Your task:
Would you please output the lines of the data below from the one containing "Where can you see the woman" to the end, exactly and with nothing added?

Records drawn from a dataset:
--- --- ---

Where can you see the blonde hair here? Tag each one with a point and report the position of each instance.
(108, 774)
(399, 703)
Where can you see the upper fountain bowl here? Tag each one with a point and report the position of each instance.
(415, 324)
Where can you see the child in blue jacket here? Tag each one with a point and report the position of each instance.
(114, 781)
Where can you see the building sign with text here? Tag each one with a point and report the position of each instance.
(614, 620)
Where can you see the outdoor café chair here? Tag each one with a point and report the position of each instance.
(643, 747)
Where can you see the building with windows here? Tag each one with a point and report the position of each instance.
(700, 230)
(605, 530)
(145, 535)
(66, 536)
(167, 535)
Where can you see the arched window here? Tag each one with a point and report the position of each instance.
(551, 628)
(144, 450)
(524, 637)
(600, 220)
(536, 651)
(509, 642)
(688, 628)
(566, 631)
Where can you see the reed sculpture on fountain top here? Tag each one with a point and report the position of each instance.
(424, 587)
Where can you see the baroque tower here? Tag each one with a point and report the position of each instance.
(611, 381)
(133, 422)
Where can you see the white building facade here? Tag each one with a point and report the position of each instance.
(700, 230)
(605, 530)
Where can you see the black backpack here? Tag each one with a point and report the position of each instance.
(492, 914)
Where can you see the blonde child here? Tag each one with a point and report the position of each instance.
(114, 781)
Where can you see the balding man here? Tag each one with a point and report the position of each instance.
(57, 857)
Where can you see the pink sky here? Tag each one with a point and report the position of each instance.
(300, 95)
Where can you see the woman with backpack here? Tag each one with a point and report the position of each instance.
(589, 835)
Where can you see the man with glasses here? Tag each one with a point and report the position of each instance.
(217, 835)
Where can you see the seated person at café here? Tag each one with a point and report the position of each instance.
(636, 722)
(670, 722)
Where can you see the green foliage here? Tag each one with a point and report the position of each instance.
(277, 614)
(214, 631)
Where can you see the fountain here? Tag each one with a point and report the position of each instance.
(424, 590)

--- --- ---

Output of the task:
Where can you see the woman with backpack here? Tag each one with a point and report the position of each instance.
(589, 835)
Where can you see the man with glasses here? Tag each one with a point and report the position of each instance.
(217, 835)
Where can you see the seated person at café here? Tag each one with a point and report the position of each instance.
(636, 722)
(670, 722)
Where can you see the green foliage here? Tag each one with a point and report the position of each instance.
(277, 614)
(214, 631)
Where can you see the fountain here? Tag each one with a point and report the position of each instance.
(424, 590)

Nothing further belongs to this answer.